Top of Data provided
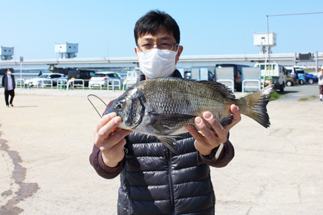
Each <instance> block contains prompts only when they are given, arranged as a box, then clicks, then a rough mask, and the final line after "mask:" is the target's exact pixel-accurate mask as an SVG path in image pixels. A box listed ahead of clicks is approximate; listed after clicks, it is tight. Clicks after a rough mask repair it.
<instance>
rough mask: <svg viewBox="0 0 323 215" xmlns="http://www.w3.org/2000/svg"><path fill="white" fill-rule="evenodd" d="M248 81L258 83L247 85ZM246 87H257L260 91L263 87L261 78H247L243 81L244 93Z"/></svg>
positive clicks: (254, 82)
mask: <svg viewBox="0 0 323 215" xmlns="http://www.w3.org/2000/svg"><path fill="white" fill-rule="evenodd" d="M246 83H247V84H248V83H256V84H255V85H251V86H245V84H246ZM245 88H247V89H250V88H251V89H256V90H257V91H259V90H260V89H261V82H260V80H257V79H245V80H243V81H242V92H243V93H244V91H245Z"/></svg>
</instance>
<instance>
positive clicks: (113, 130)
Bottom of Data provided
With the line that contains "rough mask: <svg" as the first and the final line of the data as the last, repeat every line in that span exactly.

# [Solution below]
rough mask: <svg viewBox="0 0 323 215" xmlns="http://www.w3.org/2000/svg"><path fill="white" fill-rule="evenodd" d="M248 81L258 83L247 85ZM246 87H257L260 91L263 87L261 78H247L243 81L244 93Z"/></svg>
positive clicks: (254, 82)
mask: <svg viewBox="0 0 323 215" xmlns="http://www.w3.org/2000/svg"><path fill="white" fill-rule="evenodd" d="M246 83H247V84H248V83H256V84H255V85H251V86H245V84H246ZM245 88H247V89H250V88H251V89H256V90H257V91H259V90H260V89H261V82H260V80H257V79H245V80H243V81H242V92H243V93H244V91H245Z"/></svg>
</instance>
<instance>
positive clicks: (113, 130)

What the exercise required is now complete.